* _SET TASK_
How many lines in the material below contain the word "turquoise"? Matching is case-sensitive; give only the number.
****************************************
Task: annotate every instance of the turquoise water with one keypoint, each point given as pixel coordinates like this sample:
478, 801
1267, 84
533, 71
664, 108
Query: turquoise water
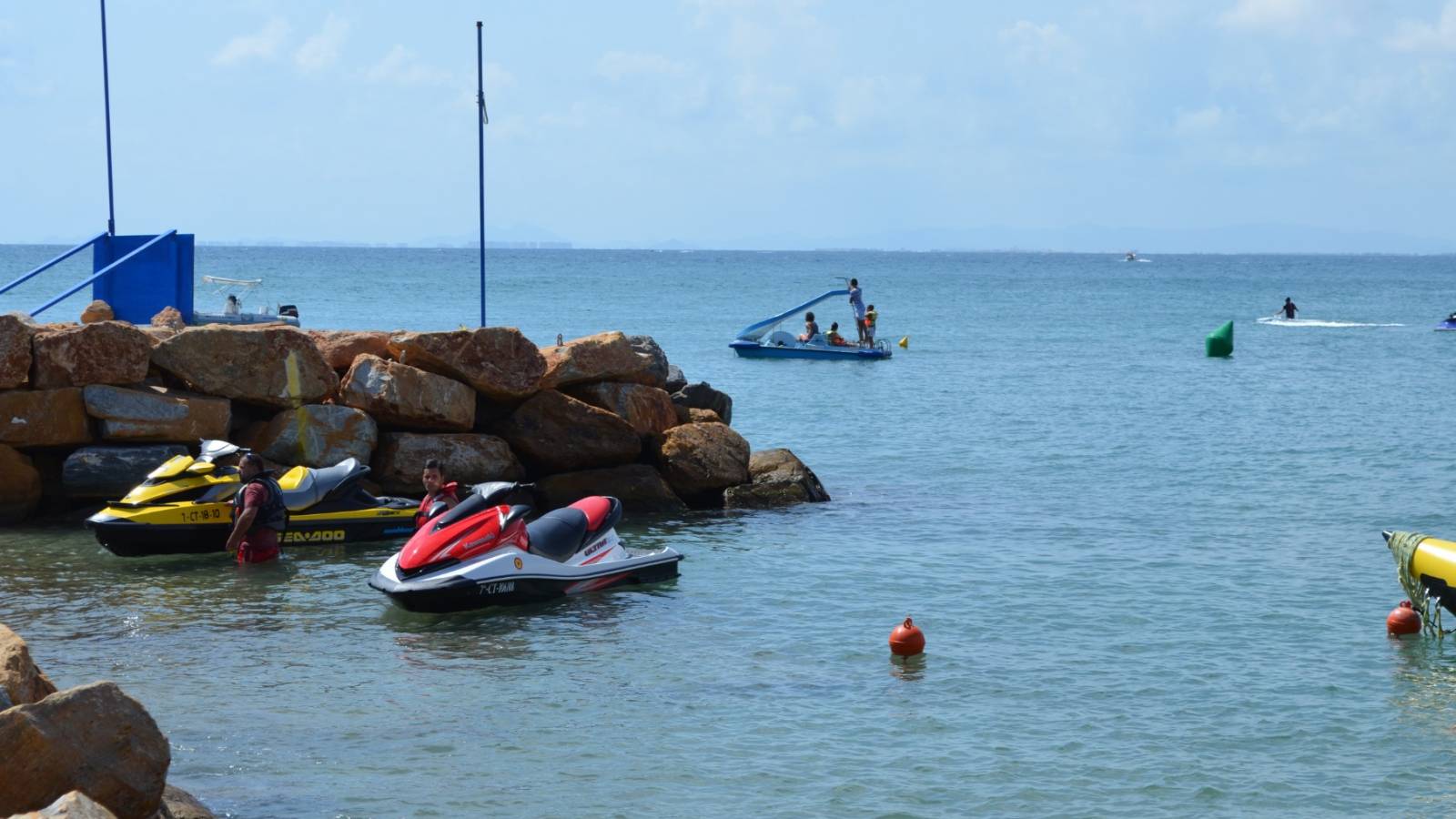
1150, 583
****************************************
* _FINAL ANSWER_
2